[Stored data entries]
■ ■ ■ ■ ■

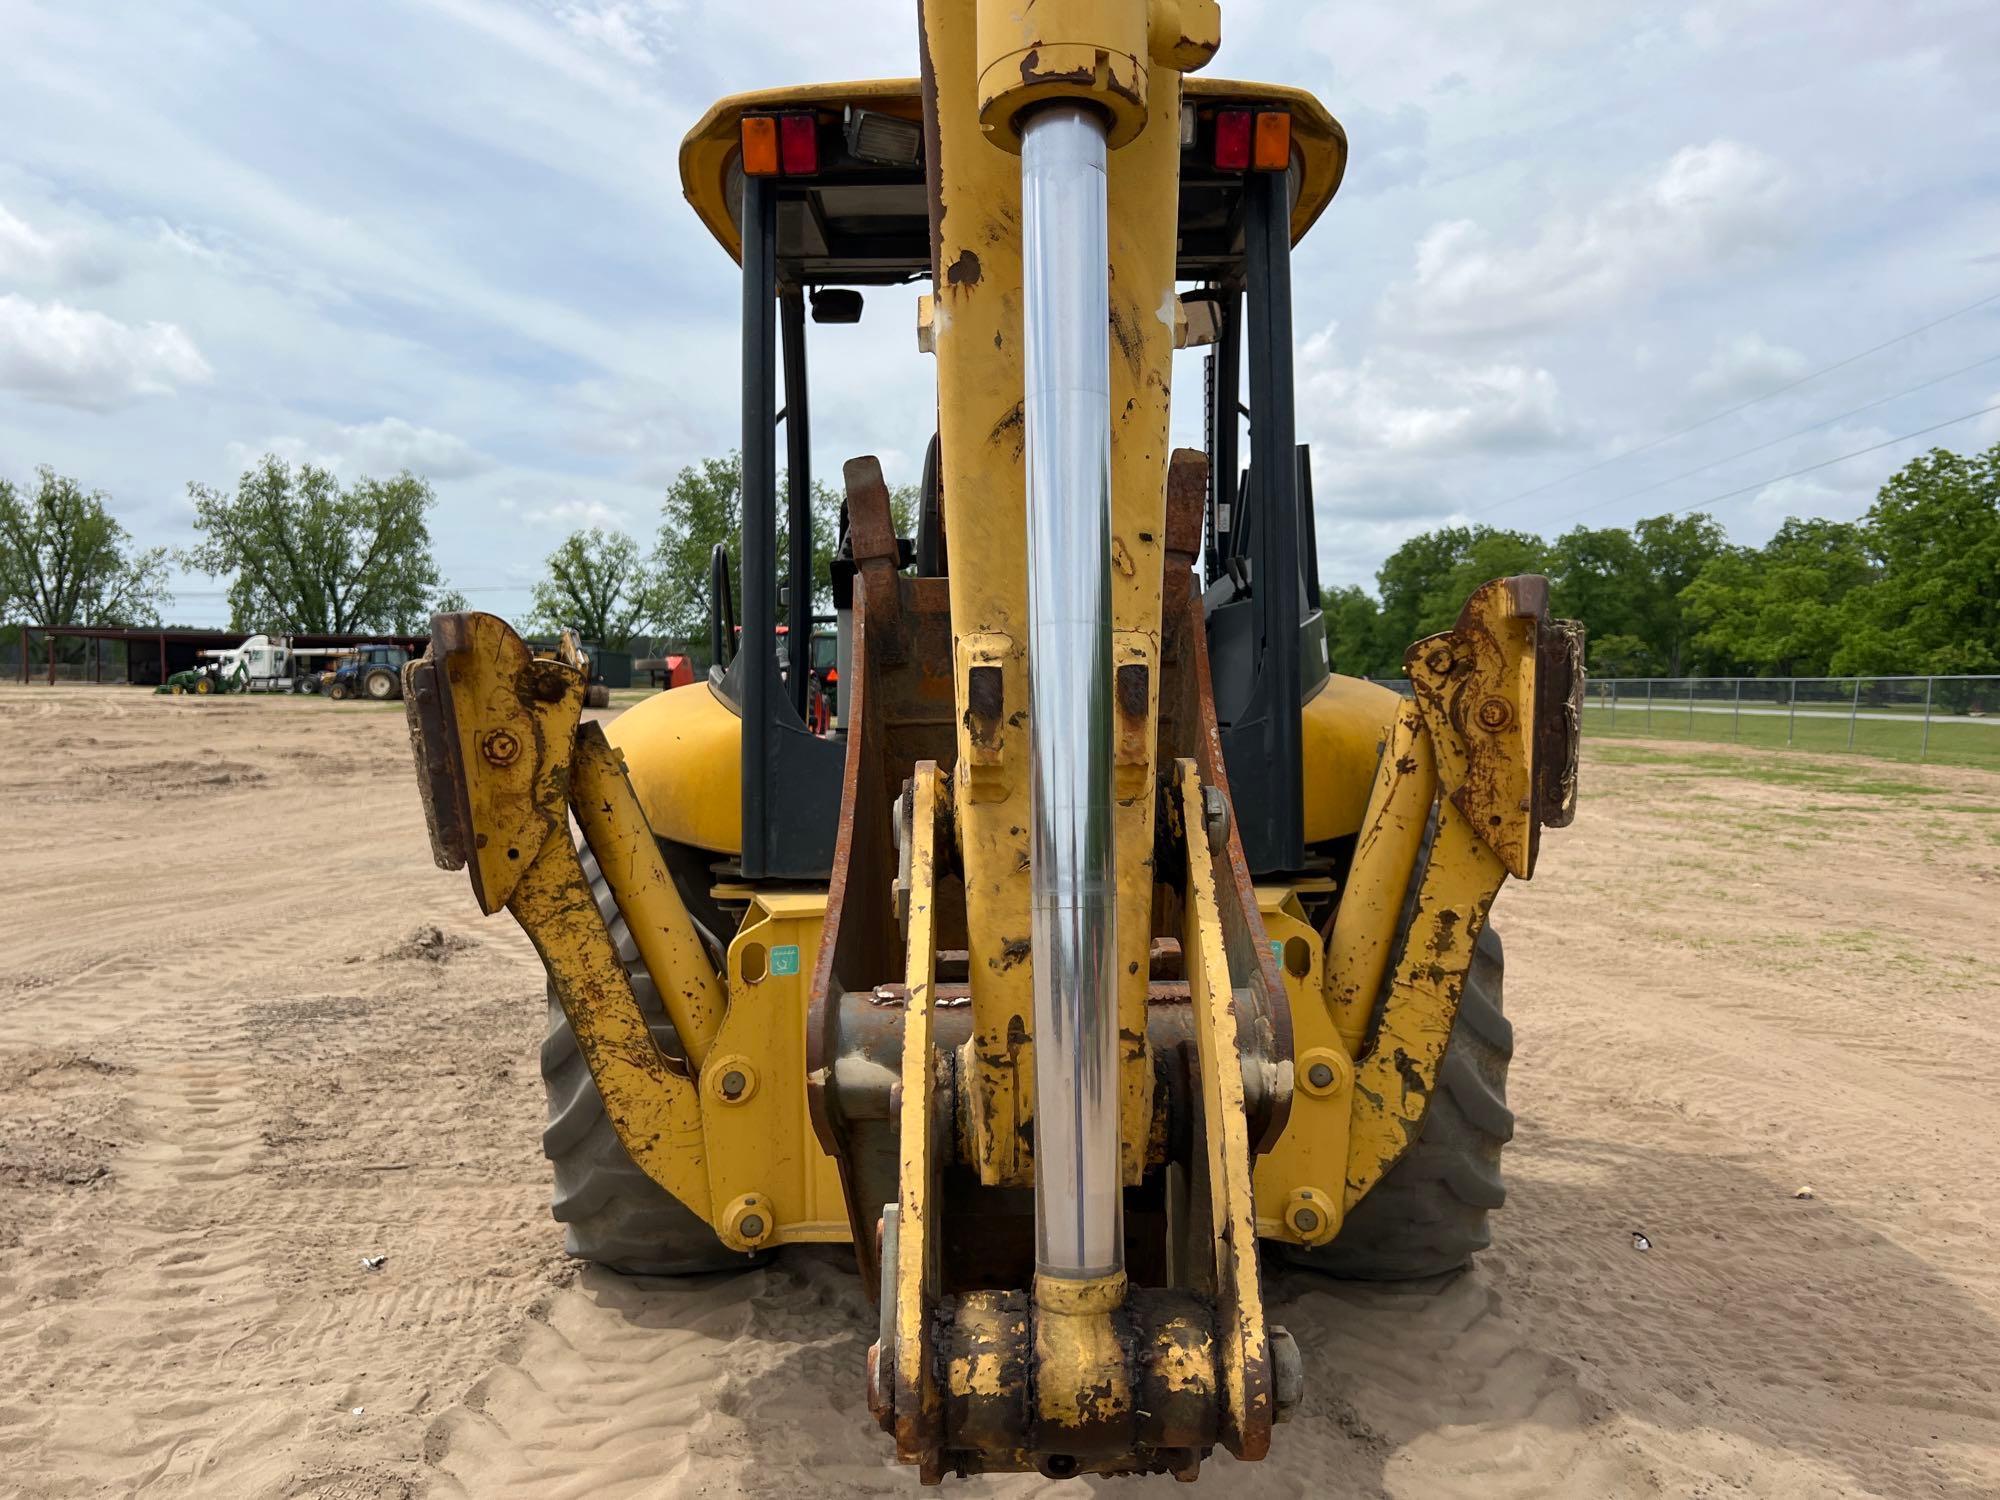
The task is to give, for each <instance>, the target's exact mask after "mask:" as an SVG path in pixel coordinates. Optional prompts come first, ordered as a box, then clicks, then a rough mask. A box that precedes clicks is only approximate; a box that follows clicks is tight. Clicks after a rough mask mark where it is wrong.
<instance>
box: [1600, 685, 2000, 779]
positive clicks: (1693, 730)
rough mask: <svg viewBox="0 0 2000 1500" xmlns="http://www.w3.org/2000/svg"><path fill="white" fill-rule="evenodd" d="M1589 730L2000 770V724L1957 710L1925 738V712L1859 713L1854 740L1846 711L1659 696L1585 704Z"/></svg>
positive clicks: (1875, 758)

■ ■ ■ ■ ■

Please show every line above that includes the word "clicks".

The task is to give, for each <instance>, the target's exact mask after "mask:" as an SVG path in pixel coordinates. Optional prompts come first, ordered as a box, then clicks, then a rough mask. A box that precedes clicks is only approximate; a box that follows clicks is tight. Clicks after a rough mask mark where it is wrong.
positive clicks: (1693, 730)
positive clicks: (1875, 758)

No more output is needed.